When you are a first-time mother, you have no idea what is “normal” for a baby – and when they are very small, the slightest thing sends you into a panic that you have broken them (or is that just me?) For mothers with a partner, even if that partner is also a first-time parent, there is somebody to give a second opinion: “did she have that mark there yesterday?” “Do you think that crying sounds different to her normal crying?” “Does this poo-filled nappy smell normal to you?” “Does she look a bit peaky to you?” “Do you think I should call the doctor?”

When you are on your own, there is nobody readily available to consult on such things. There’s also nobody to grab you a snack while you’re stuck on the couch feeding in the middle of a growth spurt and crying because you’re so unbelievably hungry and can see no light at the end of the tunnel – what if this baby is always going to be this hungry, and I never get to change out of this puke-stained t shirt?

To be fair, even before S’s father buggered off he wasn’t much support in this area. Still, when he finally went, I was completely bewildered, with nobody to consult as to what was normal, and what necessitated a trip to the doctor. I made numerous fraught Facebook updates, and had literally no clue as to how I would move forward in this.

My family has never really been very good at the whole touchy-feely thing. While I was mourning the end of a relationship I had thought was forever, missing S’s half brothers and sisters who I’d spent a year caring for, and trying to get used to being solely responsible for a tiny baby with no instruction manual, they didn’t really jump up to offer assistance as perhaps other families would. To be fair I didn’t really expect them to; it’s not like we’re a particularly close lot and the idea of suddenly spending lots of time with them makes me balk slightly. That said, I do send my sister in law at least one text a week asking a ridiculous new mum question and she rarely laughs at me for it! And I see my younger sisters regularly; but because they are that much younger than me I never feel that I could fall at their feet in a puddle of snot and expect them to help – I am the older sister, they shouldn’t have to look after me. I felt very alone in my battle to establish some kind of normality in my life, completely lost at sea. I didn’t want to burden people with my problems, but in some instances I felt that I’d been abandoned by those who perhaps should have been rallying round.

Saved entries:
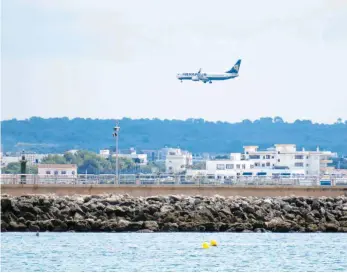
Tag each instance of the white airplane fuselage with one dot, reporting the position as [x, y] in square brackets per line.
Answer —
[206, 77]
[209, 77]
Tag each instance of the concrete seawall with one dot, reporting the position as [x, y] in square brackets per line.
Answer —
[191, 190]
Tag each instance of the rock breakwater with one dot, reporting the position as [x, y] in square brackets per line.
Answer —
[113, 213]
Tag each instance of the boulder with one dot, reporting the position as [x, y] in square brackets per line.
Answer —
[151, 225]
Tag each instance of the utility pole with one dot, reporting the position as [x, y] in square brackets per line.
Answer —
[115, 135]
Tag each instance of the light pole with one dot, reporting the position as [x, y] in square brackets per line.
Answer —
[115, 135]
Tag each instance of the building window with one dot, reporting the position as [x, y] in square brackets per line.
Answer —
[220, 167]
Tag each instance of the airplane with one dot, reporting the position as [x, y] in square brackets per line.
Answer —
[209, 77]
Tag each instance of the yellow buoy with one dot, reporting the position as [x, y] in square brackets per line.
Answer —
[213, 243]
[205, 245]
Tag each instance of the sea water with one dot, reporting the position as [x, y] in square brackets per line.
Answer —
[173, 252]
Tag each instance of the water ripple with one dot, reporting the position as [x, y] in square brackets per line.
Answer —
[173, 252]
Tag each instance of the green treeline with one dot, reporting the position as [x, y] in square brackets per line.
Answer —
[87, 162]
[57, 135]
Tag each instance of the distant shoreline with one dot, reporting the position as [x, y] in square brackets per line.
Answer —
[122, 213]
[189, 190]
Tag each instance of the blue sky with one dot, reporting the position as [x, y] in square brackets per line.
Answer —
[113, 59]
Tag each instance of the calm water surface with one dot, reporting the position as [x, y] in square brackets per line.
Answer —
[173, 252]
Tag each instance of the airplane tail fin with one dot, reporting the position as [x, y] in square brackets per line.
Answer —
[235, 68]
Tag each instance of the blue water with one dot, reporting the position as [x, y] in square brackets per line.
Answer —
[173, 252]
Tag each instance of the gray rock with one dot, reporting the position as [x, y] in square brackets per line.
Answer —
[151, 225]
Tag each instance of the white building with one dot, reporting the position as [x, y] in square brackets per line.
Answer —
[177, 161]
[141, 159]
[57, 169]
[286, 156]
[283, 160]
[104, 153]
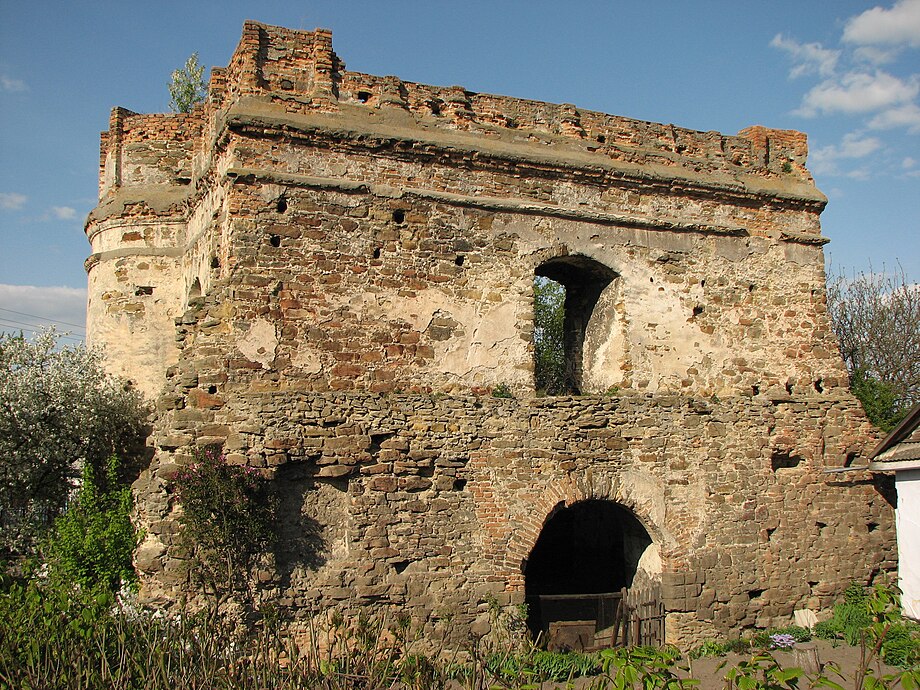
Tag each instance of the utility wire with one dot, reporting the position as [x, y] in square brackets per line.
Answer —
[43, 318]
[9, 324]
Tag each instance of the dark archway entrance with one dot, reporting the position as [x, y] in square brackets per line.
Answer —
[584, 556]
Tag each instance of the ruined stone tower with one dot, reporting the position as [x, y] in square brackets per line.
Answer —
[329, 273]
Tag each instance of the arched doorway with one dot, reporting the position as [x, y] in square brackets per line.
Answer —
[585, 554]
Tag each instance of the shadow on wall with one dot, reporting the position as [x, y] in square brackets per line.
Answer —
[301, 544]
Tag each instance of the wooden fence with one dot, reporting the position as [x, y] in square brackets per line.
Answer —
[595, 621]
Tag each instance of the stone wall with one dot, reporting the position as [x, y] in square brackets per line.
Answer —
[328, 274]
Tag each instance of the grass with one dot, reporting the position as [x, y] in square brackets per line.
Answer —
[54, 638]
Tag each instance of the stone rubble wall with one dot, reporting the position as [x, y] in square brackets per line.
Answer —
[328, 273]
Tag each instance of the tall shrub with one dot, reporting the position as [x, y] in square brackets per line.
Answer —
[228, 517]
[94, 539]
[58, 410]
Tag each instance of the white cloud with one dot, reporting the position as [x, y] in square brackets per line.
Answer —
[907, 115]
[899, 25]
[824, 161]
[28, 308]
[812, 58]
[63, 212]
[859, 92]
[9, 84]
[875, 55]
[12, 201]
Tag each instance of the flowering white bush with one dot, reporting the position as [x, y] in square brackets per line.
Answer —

TASKS TO COMPLETE:
[a] In the text about first-time motherhood, why does the writer feel she cannot turn to her younger sisters for help, even though she sees them regularly? Answer in one to three sentences.
[b] In the text about first-time motherhood, rewrite the passage starting with "To be fair, even" and going on through "forward in this.", changing "bewildered" to "overwhelmed".
[c] Carry on the text about raising a baby alone, picking up after its final sentence.

TASK-BY-TASK OUTPUTS:
[a] They are much younger than her, and as the older sister she feels they shouldn't have to look after her. So she never feels she could fall at their feet and expect them to help.

[b]
To be fair, even before S’s father buggered off he wasn’t much support in this area. Still, when he finally went, I was completely overwhelmed, with nobody to consult as to what was normal, and what necessitated a trip to the doctor. I made numerous fraught Facebook updates, and had literally no clue as to how I would move forward in this.

[c]
Luckily, the day after S’s father left us, a friend I’d not seen since we were in hospital texted to see how we were. I told her what had happened and her response was perfect: “this is the plan, no arguments. I’m coming round this evening, I will help you bath the baby and put her to bed so you can have some time to yourself. See you at 5.” She came round, helped bath S, got her to sleep, did my washing up, tidied my living room, and told me (repeatedly) I could do it on my own. She spent a lot of time with me over the next few weeks, helping me to put up net curtains, talking about what was going on with S’s father, giving advice and telling me the sort of things “they” never tell you about having a baby.

Several other friends came and made similar mercy missions: one friend came from her house 25 miles away to bring me home-cooked bolognaise sauce, brownies and a big hug and “you’re doing an amazing job.” Several friends texted, emailed, left encouraging comments on my Facebook. Friends I’ve not really seen much for a good few years have met me for coffee, given me lifts to pick things up or just gone on mad random road trips with me, listening to my whining and telling me everything would be fine, right when I needed to hear it. I will be forever indebted to a friend who stood in the middle of Homebase and said to me quite plainly, “you are making excuses for your ex and you have to stop.” One friend, a girl I’d actually not seen since I was around 12, sent me a message to say I was doing a great job and not to worry, and that she’d invited me to join this Facebook group she thought might be useful. Since that day, I have made hundreds of posts in that group, asking stupid questions, letting off steam about things that were bothering me, and squealing with delight when something good happened. The group is closed, so I knew that I could have a good old rant about whatever was bothering me, without the fear of anyone else seeing it. And the ladies in that group were so supportive; they made me feel that I was making the right decisions, that my gut instinct wasn’t completely off.

Some sources of support have appeared seemingly from nowhere. The day S’s father left the postman knocked the door to deliver a package, and it was the man who ran a church youth group I attended fifteen years ago. He arranged for a man from his church to come and paint over the damp patch on my bedroom wall, and also gave me a lift to the hospital one Saturday night when I was mid-panic about S. Strange though it may seem, having not been to that church for so long, I do feel very much that if I had a problem and someone there could help, they would – which, to me, is what Christianity is all about.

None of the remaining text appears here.